● **SET PROBLEM 1**: Report each line in the entries below that contains the string "flag", matching case exactly.
● **SET PROBLEM 2**: Extend the patch message about the new virtio device listing command, picking up after its last line.

● **EXTRACT TO READ**:
-=-=-=-=-
2022-10-10 Thread Michael S. Tsirkin
From: Laurent Vivier 

This new command lists all the instances of VirtIODevices with
their canonical QOM path and name.

[Jonah: @virtio_list duplicates information that already exists in
 the QOM composition tree. However, extracting necessary information
 from this tree seems to be a bit convoluted.

 Instead, we still create our own list of realized virtio devices
 but use @qmp_qom_get with the device's canonical QOM path to confirm
 that the device exists and is realized. If the device exists but
 is actually not realized, then we remove it from our list (for
 synchronicity to the QOM composition tree).

 Also, the QMP command @x-query-virtio is redundant as @qom-list
 and @qom-get are sufficient to search '/machine/' for realized
 virtio devices. However, @x-query-virtio is much more convenient
 in listing realized virtio devices.]

Signed-off-by: Laurent Vivier 
Signed-off-by: Jonah Palmer 
Message-Id: <1660220684-24909-2-git-send-email-jonah.pal...@oracle.com>
Reviewed-by: Michael S. Tsirkin 
Signed-off-by: Michael S. Tsirkin 
---
 qapi/qapi-schema.json  |  1 +
 qapi/virtio.json   | 68 ++
 include/hw/virtio/virtio.h |  1 +
 hw/virtio/virtio-stub.c| 14 
 hw/virtio/virtio.c | 44 
 tests/qtest/qmp-cmd-test.c |  1 +
 hw/virtio/meson.build  |  2 ++
 qapi/meson.build   |  1 +
 8 files changed, 132 insertions(+)
-=-=-=-=-
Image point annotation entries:
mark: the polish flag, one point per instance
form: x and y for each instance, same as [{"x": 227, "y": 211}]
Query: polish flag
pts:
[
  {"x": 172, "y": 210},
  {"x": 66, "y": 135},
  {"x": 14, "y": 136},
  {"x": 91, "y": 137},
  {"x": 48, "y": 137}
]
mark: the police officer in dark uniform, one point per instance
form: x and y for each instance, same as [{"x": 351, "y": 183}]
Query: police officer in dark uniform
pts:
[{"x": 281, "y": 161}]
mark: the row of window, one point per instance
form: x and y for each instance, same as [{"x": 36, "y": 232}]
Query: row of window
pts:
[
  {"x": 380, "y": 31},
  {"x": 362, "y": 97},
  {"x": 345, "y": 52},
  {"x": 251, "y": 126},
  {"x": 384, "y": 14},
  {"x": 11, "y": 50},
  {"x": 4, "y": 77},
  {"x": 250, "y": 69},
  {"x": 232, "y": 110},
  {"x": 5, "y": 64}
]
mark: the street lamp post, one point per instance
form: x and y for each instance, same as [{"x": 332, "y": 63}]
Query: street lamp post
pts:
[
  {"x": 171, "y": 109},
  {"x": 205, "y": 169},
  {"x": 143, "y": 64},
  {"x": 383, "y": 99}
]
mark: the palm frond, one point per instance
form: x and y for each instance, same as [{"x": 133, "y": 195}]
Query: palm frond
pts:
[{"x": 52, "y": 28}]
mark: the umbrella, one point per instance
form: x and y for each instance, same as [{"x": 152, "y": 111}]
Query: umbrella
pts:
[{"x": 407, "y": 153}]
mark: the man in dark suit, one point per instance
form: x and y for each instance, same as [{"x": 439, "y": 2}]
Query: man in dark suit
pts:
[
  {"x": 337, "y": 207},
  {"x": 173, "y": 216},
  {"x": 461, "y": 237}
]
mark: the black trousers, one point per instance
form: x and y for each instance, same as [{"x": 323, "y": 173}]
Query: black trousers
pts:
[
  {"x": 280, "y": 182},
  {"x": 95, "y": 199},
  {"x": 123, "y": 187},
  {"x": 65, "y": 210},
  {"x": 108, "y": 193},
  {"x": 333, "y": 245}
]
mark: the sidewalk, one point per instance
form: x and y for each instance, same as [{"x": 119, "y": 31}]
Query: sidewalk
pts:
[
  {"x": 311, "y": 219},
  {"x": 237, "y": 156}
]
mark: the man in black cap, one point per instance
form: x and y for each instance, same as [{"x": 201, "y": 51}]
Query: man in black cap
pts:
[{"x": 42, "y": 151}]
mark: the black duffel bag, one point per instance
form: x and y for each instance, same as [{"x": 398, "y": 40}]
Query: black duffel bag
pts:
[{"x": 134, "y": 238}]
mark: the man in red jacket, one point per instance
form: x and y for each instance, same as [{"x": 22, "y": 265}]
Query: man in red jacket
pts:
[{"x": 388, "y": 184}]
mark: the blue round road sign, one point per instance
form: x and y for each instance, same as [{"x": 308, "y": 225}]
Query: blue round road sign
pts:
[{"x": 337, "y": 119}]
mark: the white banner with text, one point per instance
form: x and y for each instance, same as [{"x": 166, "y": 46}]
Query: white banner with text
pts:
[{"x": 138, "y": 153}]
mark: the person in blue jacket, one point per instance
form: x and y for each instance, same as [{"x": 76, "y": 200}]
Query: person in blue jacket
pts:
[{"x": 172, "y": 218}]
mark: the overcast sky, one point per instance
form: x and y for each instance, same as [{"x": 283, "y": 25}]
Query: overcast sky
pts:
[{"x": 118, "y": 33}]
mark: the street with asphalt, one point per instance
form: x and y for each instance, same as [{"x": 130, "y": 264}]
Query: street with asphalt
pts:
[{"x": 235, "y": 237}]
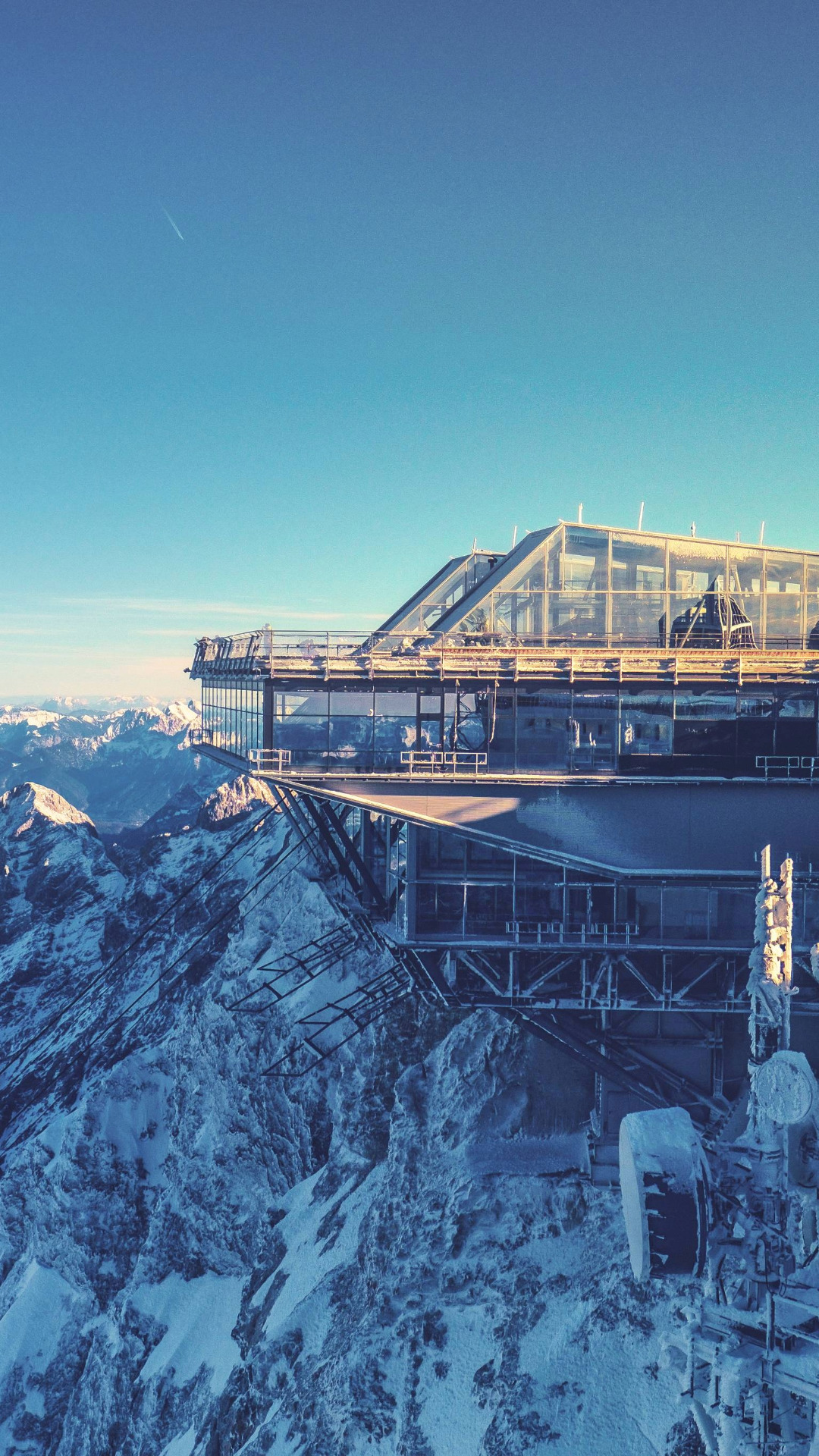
-=-=-=-=-
● **OUTPUT 1**:
mark: the polish flag, one point per instance
Query: polish flag

● **OUTPUT 2**:
 create mode 100644 qapi/virtio.json
 create mode 100644 hw/virtio/virtio-stub.c

diff --git a/qapi/qapi-schema.json b/qapi/qapi-schema.json
index 92d7ecc52c..f000b90744 100644
--- a/qapi/qapi-schema.json
+++ b/qapi/qapi-schema.json
@@ -94,3 +94,4 @@
 { 'include': 'acpi.json' }
 { 'include': 'pci.json' }
 { 'include': 'stats.json' }
+{ 'include': 'virtio.json' }
diff --git a/qapi/virtio.json b/qapi/virtio.json
new file mode 100644
index 00..03896e423f
--- /dev/null
+++ b/qapi/virtio.json
@@ -0,0 +1,68 @@
+# -*- Mode: Python -*-
+# vim: filetype=python
+#
+
+##
+# = Virtio devices
+##
+
+##
+# @VirtioInfo:
+#
+# Basic information about a given VirtIODevice
+#
+# @path: The VirtIODevice's canonical QOM path
+#
+# @name: Name of the VirtIODevice
+#
+# Since: 7.1
+#
+##
+{ 'struct': 'VirtioInfo',
+  'data': { 'path': 'str',
+'name': 'str' } }
+
+##
+# @x-query-virtio:
+#
+# Returns a list of all realized VirtIODevices
+#
+# Features:
+# @unstable: This command is meant for debugging.
+#
+# Returns: List of gathered VirtIODevices
+#
+# Since: 7.1
+#
+# Example:
+#
+# -> { "execute": "x-query-virtio" }
+# <- { "return": [
+#  {
+#  "name": "virtio-input",
+#  "path": "/machine/peripheral-anon/device[4]/virtio-backend"
+#  },
+#  {
+#  "name": "virtio-crypto",
+#  "path": "/machine/peripheral/crypto0/virtio-backend"
+#  },
+#  {
+#  "name": "virtio-scsi",
+#  "path": "/machine/peripheral-anon/device[2]/virtio-backend"
+#  },
+#  {
+#  "name": "virtio-net",
+#  "path": "/machine/peripheral-anon/device[1]/virtio-backend"
+#  },
+#  {
+#  "name": "virtio-serial",
+#  "path": "/machine/peripheral-anon/device[0]/virtio-backend"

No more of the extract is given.